**The task**
Update all of the lines below by replacing every occurrence of "target class" with "object category" and leaving everything else unchanged.

**Record set**

# # #

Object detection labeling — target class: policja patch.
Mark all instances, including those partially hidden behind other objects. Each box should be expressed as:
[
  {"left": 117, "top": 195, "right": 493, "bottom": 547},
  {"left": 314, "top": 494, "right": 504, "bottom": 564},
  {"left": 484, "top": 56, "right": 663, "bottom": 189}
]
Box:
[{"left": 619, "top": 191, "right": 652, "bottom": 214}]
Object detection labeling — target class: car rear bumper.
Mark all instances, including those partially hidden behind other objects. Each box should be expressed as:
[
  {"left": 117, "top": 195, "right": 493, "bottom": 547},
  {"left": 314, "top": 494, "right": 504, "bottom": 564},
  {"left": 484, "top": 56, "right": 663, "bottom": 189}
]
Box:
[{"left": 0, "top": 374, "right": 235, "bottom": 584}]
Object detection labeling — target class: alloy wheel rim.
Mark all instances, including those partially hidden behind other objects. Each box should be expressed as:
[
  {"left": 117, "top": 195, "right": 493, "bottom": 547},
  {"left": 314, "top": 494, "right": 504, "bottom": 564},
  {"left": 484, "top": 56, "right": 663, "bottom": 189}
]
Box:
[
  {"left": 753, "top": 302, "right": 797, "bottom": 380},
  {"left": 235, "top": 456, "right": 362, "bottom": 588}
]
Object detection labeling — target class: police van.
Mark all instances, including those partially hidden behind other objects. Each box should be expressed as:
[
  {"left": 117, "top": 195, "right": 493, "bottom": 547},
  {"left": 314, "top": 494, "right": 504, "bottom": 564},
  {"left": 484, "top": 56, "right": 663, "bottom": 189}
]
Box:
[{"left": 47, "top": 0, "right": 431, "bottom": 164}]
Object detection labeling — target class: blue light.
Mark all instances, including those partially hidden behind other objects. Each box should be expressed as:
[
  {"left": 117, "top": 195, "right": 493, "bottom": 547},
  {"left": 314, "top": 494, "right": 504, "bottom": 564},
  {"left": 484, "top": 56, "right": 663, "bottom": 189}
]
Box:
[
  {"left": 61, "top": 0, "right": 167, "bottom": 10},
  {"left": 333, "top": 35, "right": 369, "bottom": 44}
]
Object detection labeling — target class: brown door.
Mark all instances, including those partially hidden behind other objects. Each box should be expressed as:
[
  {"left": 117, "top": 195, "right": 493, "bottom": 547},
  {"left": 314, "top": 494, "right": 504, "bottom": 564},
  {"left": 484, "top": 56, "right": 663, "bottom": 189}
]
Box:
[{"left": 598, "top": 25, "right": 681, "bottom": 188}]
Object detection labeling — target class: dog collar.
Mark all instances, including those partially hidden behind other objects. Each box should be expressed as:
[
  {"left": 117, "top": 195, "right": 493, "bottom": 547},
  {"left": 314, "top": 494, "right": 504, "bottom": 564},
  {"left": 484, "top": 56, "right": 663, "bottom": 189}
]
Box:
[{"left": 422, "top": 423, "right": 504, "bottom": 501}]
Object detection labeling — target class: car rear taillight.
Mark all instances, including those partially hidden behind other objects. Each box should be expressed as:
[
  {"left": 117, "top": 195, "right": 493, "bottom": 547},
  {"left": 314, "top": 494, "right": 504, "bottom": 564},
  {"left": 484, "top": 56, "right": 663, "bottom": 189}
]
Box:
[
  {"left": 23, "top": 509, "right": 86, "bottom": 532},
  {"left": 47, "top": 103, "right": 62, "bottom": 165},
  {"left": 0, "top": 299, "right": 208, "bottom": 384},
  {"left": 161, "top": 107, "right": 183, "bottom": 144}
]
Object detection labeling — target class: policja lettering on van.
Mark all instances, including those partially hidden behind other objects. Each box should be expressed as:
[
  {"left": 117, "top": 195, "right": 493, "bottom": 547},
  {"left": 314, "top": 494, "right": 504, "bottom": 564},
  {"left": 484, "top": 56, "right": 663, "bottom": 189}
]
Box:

# # #

**Answer below**
Object detection labeling — object category: policja patch.
Mark all instances, including those partially hidden behind other objects. Each box should be expressed as:
[
  {"left": 117, "top": 195, "right": 493, "bottom": 547},
  {"left": 314, "top": 494, "right": 504, "bottom": 564},
  {"left": 484, "top": 56, "right": 663, "bottom": 189}
]
Box:
[{"left": 619, "top": 191, "right": 652, "bottom": 214}]
Object detection labeling — object category: car rear bumper.
Mark all instances, including those partially hidden behind other objects. Each box should be expressed as:
[
  {"left": 117, "top": 195, "right": 493, "bottom": 547},
  {"left": 314, "top": 494, "right": 504, "bottom": 564},
  {"left": 484, "top": 56, "right": 663, "bottom": 189}
]
Box:
[{"left": 0, "top": 374, "right": 235, "bottom": 584}]
Object detection labeling — object category: alloy wheel rim.
Mark all instances, including those partially hidden behind other objects. Each box should be expressed as:
[
  {"left": 117, "top": 195, "right": 493, "bottom": 547},
  {"left": 314, "top": 494, "right": 504, "bottom": 564},
  {"left": 484, "top": 56, "right": 663, "bottom": 189}
]
Box:
[
  {"left": 753, "top": 302, "right": 797, "bottom": 380},
  {"left": 235, "top": 456, "right": 362, "bottom": 588}
]
Object detection labeling — object category: police van.
Mark all instances, including those partially hidden behind other objects. Each box should be expressed as:
[
  {"left": 117, "top": 195, "right": 493, "bottom": 547},
  {"left": 314, "top": 494, "right": 504, "bottom": 564},
  {"left": 484, "top": 56, "right": 663, "bottom": 189}
]
Box:
[{"left": 47, "top": 0, "right": 431, "bottom": 164}]
Object detection labeling — object category: blue light.
Mark all instances, including those partially hidden behind other objects. Each box should be expressed as:
[
  {"left": 117, "top": 195, "right": 493, "bottom": 547},
  {"left": 314, "top": 494, "right": 504, "bottom": 564},
  {"left": 484, "top": 56, "right": 663, "bottom": 189}
]
Box:
[
  {"left": 61, "top": 0, "right": 167, "bottom": 10},
  {"left": 333, "top": 35, "right": 369, "bottom": 44}
]
Object detection labeling — object category: brown door.
Mark all instances, including those partially hidden behind other objects. Each box should be expressed as:
[
  {"left": 117, "top": 195, "right": 493, "bottom": 547},
  {"left": 314, "top": 494, "right": 504, "bottom": 564},
  {"left": 484, "top": 56, "right": 663, "bottom": 189}
]
Box:
[{"left": 598, "top": 25, "right": 681, "bottom": 188}]
Object detection labeling — object category: dog collar.
Mark all instances, including those partially hidden behind other objects. Each box should be expressed as:
[
  {"left": 117, "top": 195, "right": 493, "bottom": 547},
  {"left": 314, "top": 494, "right": 504, "bottom": 564},
  {"left": 484, "top": 56, "right": 663, "bottom": 189}
]
Box:
[{"left": 422, "top": 423, "right": 504, "bottom": 501}]
Object detection labeling — object category: car rear taillight.
Mark all instances, including those partially hidden behind other objects. Each box should be expressed as:
[
  {"left": 117, "top": 195, "right": 493, "bottom": 547},
  {"left": 314, "top": 494, "right": 504, "bottom": 564},
  {"left": 484, "top": 56, "right": 663, "bottom": 189}
]
Box:
[
  {"left": 23, "top": 509, "right": 86, "bottom": 532},
  {"left": 47, "top": 103, "right": 62, "bottom": 165},
  {"left": 0, "top": 299, "right": 208, "bottom": 384},
  {"left": 161, "top": 107, "right": 183, "bottom": 144}
]
Object detection labeling — object category: policja lettering on van.
Mark all instances, including those partially hidden behind other objects. Each box should be expressed as:
[
  {"left": 117, "top": 195, "right": 493, "bottom": 547},
  {"left": 314, "top": 494, "right": 504, "bottom": 564},
  {"left": 484, "top": 56, "right": 663, "bottom": 189}
]
Box:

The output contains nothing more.